# [Brano]
"""

Eco, bio, green, naturale. Sono tutti termini che vediamo sempre più spesso sulle confezioni dei prodotti che acquistiamo quotidianamente. Dal carburante all’abbigliamento, passando per il cibo, sembra che tutti vogliano appiccicarsi un’etichetta green che spesso si traduce in una semplice azione di facciata per farsi vedere, agli occhi dei consumatori, come sostenibili e attenti all’ambiente. In poche parole, una pura azione di marketing. 

Esiste anche un termine preciso per identificare questa subdola strategia di comunicazione che inganna i clienti: greenwashing. Si tratta di una sincrasi tra il termine green e washing, ovvero una lavata di verde come lo tradurremmo noi in italiano. Una leggera patina verde sotto cui si nascondono le aziende che vogliono a tutti i costi risultare sostenibili e a impatto zero per farsi una buona pubblicità. E tutto questo perché il problema dei cambiamenti climatici è ampiamente dibattuto e vendersi come azienda ecosostenibile rappresenta un enorme vantaggio se si vuole attirare tutta quella clientela informata e sensibile alla crisi climatica.  

Il termine in questione risale al 1986, quando venne utilizzato per la prima volta da Jay Westerveld per criticare la pratica delle catene alberghiere di fare leva sull’impatto ambientale del lavaggio della biancheria per evitare che i clienti utilizzassero troppi asciugamani. Ovviamente si trattava solo di una strategia per risparmiare sui costi della lavanderia, nessuna etica sostenibile a supporto di questa prassi. 

Il termine è diventato ancora più noto tra gli anni novanta e duemila quando questa pratica si è diffusa tra molte aziende anche a seguito della maggiore attenzione a temi legati alla sostenibilità e all’ambiente diffusi sempre di più tra il pubblico.  

In tutto questo va ricordato che esiste anche il green marketing, che promuove prodotti, azioni e servizi più sostenibili nei confronti dell’ambiente.  

Di questo e di sostenibilità ne ho parlato con Michela Melis, Senior Research Fellow presso GREEN, il Centro di Ricerca sulla Geografia, le Risorse Naturali, l’Energia, l’Ambiente e le Reti dell’Università Bocconi di Milano, oltre ad essere membro del Green Economy Observatory – GEO, un ulteriore osservatorio di GREEN. È inoltre autrice di numerose pubblicazioni a tema greenwashing e svolge attività di ricerca nell’ambito del green marketing e della comunicazione ambientale. 

Che cos’è il green marketing e quali sono le sue strategie principali?

"""

# [Consegna]
Riporta il brano sul greenwashing partendo da "In tutto questo" e proseguendo fino a "sono le sue strategie principali?", ma rinomina "green marketing" in "marketing verde" ogni volta che compare.

# [Materiale]
"""

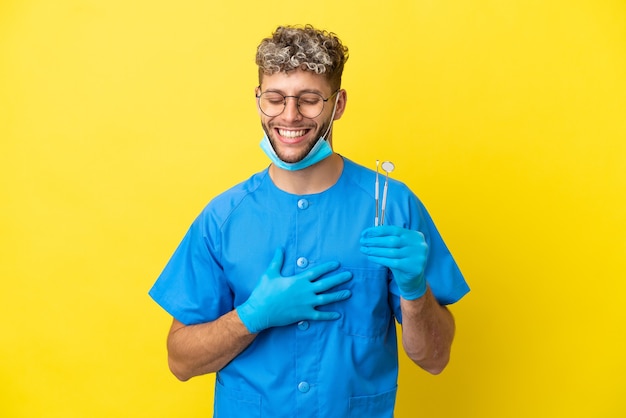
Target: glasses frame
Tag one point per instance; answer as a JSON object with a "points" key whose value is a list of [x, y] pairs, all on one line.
{"points": [[324, 100]]}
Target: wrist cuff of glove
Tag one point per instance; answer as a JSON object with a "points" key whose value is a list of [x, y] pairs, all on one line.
{"points": [[246, 315], [416, 292]]}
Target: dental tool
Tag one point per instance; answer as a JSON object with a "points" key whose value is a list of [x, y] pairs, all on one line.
{"points": [[376, 195], [388, 167]]}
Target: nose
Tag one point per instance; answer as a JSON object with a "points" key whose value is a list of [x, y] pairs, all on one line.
{"points": [[291, 111]]}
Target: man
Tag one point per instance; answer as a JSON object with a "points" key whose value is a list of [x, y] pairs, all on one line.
{"points": [[284, 287]]}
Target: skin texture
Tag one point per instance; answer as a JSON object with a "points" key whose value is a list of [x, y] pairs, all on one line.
{"points": [[428, 328]]}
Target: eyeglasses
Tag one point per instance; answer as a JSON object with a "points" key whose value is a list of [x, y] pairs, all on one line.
{"points": [[310, 105]]}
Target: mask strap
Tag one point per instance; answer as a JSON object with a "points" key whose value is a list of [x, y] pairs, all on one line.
{"points": [[332, 117]]}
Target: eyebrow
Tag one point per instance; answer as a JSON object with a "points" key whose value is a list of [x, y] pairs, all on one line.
{"points": [[298, 93]]}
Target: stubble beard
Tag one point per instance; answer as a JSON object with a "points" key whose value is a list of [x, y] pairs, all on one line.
{"points": [[298, 157]]}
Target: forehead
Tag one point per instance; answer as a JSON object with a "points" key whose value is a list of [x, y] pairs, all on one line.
{"points": [[294, 82]]}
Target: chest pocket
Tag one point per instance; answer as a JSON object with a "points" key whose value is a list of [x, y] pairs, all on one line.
{"points": [[367, 312], [231, 403]]}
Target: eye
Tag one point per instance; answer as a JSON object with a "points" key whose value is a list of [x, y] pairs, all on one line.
{"points": [[310, 99], [273, 98]]}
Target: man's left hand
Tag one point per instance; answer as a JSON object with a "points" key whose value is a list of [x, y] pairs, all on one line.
{"points": [[403, 251]]}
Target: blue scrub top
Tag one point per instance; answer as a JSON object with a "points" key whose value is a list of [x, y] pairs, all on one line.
{"points": [[342, 368]]}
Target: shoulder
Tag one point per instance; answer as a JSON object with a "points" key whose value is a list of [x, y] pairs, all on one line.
{"points": [[221, 206]]}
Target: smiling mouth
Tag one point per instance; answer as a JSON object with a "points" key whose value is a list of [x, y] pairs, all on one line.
{"points": [[292, 134]]}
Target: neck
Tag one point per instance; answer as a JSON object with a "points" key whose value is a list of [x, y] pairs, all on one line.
{"points": [[314, 179]]}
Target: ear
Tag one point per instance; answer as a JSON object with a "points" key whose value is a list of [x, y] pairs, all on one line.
{"points": [[342, 99]]}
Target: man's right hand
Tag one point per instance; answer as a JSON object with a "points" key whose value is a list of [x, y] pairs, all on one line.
{"points": [[278, 300]]}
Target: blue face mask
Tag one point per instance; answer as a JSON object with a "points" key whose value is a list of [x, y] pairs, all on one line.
{"points": [[320, 150]]}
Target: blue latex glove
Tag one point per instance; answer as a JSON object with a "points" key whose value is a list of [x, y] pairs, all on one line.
{"points": [[279, 300], [403, 251]]}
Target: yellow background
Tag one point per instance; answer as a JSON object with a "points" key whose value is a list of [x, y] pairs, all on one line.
{"points": [[120, 119]]}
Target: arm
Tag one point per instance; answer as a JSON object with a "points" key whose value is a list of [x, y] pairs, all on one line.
{"points": [[427, 327], [205, 348], [427, 332]]}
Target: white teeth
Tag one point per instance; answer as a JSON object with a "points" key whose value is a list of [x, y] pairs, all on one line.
{"points": [[291, 134]]}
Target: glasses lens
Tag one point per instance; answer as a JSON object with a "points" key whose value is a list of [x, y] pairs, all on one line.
{"points": [[271, 103], [310, 105]]}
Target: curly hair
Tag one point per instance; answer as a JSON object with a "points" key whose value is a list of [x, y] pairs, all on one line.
{"points": [[307, 48]]}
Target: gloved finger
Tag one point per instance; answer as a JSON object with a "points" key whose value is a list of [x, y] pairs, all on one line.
{"points": [[329, 282], [316, 272]]}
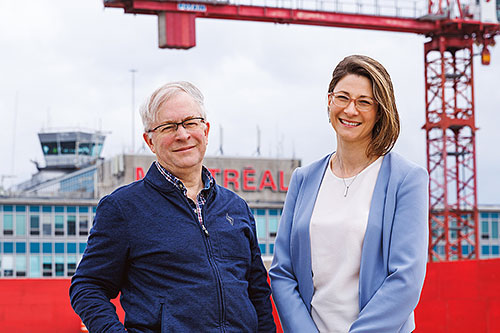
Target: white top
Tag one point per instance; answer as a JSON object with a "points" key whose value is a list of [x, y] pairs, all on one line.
{"points": [[337, 230]]}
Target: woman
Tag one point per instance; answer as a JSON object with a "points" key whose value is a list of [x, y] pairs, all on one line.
{"points": [[351, 249]]}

"""

# [Risposta]
In tutto questo va ricordato che esiste anche il marketing verde, che promuove prodotti, azioni e servizi più sostenibili nei confronti dell’ambiente.  

Di questo e di sostenibilità ne ho parlato con Michela Melis, Senior Research Fellow presso GREEN, il Centro di Ricerca sulla Geografia, le Risorse Naturali, l’Energia, l’Ambiente e le Reti dell’Università Bocconi di Milano, oltre ad essere membro del Green Economy Observatory – GEO, un ulteriore osservatorio di GREEN. È inoltre autrice di numerose pubblicazioni a tema greenwashing e svolge attività di ricerca nell’ambito del marketing verde e della comunicazione ambientale. 

Che cos’è il marketing verde e quali sono le sue strategie principali?